-- Text --
..............................

Jay Cost responds to the Washington Post’s forecasting model that I helped put together:

bq. I find Klein’s model to be particularly unpersuasive, but all these models seem to share a similar problem: they take the blowout elections of 1952, 1956, 1964, 1972, 1980, and 1984 not as historical peculiarities with little relevance to today, but as central tendencies. To put this in plain English, the three variables Klein elaborates (or, for that matter the variables in any model I’ve ever seen) cannot account for the wide gulf between Eisenhower v. Stevenson and Clinton v. Dole. Those were campaigns waged in different ages, yet the the models never acknowledge that and end up basically forcing square pegs into round holes.

Here are some thoughts.

Eisenhower-Stevenson.  This is a small point.  I’m not sure about other models, but the Post model’s prediction for 1952 is within 1 point of the outcome and its prediction for 1956 is almost exactly equal to the outcome.  Those are in-sample predictions.  If we drop the 1952 and 1956 elections from the model one-by-one, reestimate the model, and the calculate an out-of-sample prediction for each election, we get similar results: errors that are, in absolute values, equal to 1.1 and 0.2 points, respectively.  As I’ve said, any individual prediction has a lot of uncertainty, which is why we don’t focus on point predictions and errors in presenting the models’ results.  But ultimately I’m not sure why Cost thinks those elections are so hard to predict.

The Fundamentals.  I completely agree with the thrust of Cost’s post.  He says that because of party identification, 90% of the electorate is “locked in.”  I’ve been blogging about that for a while — e.g., here or here or here.  And I agree with Cost when he says:

bq. That’s why I’m keeping an eye on the fundamentals – rather than the horse race polls – until relatively late in the cycle.

One of the fundamentals, according to Cost elsewhere, is presidential approval.  I would guess, hopefully correctly, that he thinks the economy is also a fundamental, since he writes:

bq. It is not like the experts are predicting the economy is going to take off between now and Election Day. Instead, we are going to get more of the same muddled growth at roughly 2-2.5 percent, far less than what is needed to reduce the deficit or create jobs.

Basically, Cost seems to think that the election will depend a lot on presidential approval and economic growth, which are the central components of the model.  In other words, his model of how voters think — a big effect of party identification plus some referendum voting by weaker partisans or independents — is my model too.

This gets at why we build those models in the first place.  We do so not purely as exercises at prediction, but because we think we’re testing theories of voter choice.  You can predict or at least explain elections with lots of things.  Here, Cost even gives you an example.   But generally the forecasting models center on variables that have a theoretical basis, not just predictive value.  In fact, it’s probably more interesting to me to build models that will occasionally fail at prediction, if only because those failures will help us build better theories.

Ultimately, Cost and I agree on the fundamentals but when those fundamentals are put into a model, Cost and others are skeptical.

..............................

-- Supplied information --
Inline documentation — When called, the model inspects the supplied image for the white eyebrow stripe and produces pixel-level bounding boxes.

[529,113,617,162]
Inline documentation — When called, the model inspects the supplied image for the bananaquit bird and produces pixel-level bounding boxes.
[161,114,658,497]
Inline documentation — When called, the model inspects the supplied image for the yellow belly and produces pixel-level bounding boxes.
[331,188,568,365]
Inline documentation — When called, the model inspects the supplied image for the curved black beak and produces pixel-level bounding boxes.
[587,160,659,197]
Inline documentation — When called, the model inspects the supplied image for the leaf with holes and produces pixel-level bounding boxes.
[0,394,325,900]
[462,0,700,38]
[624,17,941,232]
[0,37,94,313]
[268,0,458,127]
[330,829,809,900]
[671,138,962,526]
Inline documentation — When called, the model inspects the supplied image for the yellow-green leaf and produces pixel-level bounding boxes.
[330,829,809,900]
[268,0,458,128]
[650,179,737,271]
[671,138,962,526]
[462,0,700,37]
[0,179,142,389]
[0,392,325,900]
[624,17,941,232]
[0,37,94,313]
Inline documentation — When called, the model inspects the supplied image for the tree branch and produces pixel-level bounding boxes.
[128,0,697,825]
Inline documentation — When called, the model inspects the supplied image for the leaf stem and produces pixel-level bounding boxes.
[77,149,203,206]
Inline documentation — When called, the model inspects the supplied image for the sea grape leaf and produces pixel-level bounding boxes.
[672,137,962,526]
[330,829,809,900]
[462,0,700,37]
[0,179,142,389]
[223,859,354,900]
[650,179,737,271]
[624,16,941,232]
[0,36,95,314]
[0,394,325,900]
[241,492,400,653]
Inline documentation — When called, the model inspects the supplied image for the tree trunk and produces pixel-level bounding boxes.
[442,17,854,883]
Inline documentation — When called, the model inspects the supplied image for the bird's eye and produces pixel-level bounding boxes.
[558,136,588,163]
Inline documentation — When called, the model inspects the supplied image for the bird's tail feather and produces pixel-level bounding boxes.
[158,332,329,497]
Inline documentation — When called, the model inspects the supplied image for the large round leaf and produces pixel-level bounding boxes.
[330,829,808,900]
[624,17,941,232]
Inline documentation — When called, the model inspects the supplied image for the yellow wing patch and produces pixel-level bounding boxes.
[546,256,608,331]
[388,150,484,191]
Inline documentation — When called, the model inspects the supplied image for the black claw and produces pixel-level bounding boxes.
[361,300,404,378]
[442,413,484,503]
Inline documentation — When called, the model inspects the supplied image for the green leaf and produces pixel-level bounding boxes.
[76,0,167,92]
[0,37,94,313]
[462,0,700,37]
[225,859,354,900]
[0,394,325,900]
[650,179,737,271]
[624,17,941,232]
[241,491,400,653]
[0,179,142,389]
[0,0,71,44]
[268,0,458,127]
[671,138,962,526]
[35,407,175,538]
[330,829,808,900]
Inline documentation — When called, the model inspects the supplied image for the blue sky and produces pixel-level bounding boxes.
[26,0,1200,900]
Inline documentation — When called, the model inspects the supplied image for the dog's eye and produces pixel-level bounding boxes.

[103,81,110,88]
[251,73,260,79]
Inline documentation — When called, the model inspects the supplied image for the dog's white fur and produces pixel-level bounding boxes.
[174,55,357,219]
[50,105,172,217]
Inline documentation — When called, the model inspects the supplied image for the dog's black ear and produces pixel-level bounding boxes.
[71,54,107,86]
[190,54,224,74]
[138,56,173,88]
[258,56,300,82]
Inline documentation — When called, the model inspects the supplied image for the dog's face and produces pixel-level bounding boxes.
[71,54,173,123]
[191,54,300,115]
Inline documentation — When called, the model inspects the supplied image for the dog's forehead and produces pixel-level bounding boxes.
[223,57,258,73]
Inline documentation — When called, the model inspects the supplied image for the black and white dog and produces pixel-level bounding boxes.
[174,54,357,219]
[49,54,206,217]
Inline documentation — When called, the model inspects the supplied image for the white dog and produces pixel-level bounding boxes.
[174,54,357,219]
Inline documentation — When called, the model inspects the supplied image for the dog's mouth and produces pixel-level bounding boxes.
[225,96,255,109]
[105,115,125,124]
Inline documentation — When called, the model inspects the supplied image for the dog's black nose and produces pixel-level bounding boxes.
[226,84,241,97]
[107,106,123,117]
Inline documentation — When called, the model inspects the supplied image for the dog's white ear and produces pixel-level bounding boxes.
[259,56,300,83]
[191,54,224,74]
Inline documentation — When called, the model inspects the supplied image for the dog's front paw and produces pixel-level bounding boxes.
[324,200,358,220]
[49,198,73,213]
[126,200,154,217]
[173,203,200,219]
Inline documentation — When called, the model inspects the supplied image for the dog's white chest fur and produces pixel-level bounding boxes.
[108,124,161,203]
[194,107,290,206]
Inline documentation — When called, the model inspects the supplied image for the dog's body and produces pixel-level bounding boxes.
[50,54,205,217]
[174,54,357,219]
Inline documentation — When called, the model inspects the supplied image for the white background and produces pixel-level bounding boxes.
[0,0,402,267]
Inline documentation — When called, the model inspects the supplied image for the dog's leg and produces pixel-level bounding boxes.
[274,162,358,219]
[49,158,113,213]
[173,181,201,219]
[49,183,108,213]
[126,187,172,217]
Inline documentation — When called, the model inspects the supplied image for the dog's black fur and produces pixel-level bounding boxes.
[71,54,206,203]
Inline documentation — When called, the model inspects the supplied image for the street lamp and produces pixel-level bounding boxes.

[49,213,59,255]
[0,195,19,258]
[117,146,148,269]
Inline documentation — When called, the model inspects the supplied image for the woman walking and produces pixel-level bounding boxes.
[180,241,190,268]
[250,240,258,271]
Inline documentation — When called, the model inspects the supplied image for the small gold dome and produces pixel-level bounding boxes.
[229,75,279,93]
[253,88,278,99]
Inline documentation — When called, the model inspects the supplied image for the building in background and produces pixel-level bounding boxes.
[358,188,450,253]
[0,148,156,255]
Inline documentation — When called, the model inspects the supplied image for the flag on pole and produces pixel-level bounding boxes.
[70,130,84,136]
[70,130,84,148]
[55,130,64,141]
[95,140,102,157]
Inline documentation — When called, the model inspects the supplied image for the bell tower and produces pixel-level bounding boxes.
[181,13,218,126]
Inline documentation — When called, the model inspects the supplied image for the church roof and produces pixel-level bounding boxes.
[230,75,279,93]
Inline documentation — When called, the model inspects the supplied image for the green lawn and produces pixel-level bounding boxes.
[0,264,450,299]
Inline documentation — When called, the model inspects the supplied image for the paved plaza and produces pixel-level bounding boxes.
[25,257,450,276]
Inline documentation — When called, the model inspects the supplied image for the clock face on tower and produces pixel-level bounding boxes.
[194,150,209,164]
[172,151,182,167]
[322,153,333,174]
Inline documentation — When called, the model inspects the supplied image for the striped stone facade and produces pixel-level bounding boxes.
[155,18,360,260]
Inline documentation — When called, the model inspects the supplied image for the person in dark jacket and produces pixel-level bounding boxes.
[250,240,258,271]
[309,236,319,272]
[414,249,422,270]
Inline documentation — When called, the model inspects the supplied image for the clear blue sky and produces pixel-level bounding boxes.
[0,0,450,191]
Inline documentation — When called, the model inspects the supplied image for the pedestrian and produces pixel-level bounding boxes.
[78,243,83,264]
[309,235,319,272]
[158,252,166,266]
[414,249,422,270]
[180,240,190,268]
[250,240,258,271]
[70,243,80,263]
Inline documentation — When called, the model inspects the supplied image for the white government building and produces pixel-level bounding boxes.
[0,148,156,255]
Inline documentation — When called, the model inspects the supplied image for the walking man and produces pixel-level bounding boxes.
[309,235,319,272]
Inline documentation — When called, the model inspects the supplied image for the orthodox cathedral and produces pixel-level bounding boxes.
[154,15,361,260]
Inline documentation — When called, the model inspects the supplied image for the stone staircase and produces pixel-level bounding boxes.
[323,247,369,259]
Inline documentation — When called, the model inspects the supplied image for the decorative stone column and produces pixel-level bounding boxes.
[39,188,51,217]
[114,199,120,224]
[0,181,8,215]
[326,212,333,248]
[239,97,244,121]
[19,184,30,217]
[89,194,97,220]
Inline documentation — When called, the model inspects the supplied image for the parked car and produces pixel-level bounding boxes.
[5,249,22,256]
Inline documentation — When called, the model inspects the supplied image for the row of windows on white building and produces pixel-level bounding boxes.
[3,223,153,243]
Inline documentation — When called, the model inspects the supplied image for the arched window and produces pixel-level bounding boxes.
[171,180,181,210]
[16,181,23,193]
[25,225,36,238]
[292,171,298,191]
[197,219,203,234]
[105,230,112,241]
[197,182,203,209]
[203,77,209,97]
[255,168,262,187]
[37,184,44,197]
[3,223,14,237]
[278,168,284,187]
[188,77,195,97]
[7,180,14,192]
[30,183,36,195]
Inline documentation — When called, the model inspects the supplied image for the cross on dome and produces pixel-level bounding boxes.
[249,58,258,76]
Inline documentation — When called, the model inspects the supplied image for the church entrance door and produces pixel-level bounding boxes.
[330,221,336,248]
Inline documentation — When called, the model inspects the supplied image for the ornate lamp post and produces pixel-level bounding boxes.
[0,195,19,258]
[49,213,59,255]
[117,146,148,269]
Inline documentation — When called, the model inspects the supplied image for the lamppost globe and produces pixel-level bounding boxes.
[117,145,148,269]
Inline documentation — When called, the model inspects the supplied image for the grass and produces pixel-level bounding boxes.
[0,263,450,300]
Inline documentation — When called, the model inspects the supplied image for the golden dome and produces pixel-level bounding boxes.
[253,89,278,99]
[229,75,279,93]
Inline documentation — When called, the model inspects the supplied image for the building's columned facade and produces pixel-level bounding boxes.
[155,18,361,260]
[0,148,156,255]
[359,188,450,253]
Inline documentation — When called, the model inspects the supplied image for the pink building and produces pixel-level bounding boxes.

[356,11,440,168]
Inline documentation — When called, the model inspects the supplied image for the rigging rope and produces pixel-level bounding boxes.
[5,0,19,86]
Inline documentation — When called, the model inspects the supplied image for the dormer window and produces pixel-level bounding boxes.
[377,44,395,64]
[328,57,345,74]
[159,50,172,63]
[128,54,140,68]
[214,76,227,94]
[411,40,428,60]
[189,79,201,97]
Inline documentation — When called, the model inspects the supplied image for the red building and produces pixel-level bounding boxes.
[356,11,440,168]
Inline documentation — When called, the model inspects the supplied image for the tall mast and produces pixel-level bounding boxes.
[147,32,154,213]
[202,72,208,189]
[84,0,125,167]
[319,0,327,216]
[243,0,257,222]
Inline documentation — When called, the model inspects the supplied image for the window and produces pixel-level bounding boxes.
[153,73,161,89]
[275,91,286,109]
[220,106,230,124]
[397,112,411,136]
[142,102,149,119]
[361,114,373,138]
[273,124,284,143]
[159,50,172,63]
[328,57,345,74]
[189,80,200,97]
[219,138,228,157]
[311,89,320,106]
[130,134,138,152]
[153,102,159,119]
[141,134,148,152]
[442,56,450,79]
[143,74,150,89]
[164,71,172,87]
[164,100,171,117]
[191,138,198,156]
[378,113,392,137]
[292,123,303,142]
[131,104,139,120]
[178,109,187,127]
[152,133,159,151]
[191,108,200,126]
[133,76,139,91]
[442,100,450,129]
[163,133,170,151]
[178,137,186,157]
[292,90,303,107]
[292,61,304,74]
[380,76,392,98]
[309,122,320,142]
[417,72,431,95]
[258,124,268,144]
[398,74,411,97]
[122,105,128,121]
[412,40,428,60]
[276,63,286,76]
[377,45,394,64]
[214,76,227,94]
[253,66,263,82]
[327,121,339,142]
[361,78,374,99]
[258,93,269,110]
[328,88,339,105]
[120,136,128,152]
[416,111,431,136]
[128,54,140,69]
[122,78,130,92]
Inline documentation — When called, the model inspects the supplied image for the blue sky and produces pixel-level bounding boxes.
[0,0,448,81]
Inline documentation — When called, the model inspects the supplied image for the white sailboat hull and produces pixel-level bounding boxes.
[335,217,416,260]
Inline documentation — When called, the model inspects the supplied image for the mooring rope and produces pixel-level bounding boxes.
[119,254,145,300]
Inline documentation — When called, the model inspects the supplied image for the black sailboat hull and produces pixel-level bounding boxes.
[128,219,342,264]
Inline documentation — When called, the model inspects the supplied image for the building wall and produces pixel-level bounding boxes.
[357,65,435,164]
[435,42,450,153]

..............................

-- Instructions for the task --
In the post on election forecasting models, what share of the electorate does Cost say is "locked in" because of party identification?

-- Completed exercise --
90%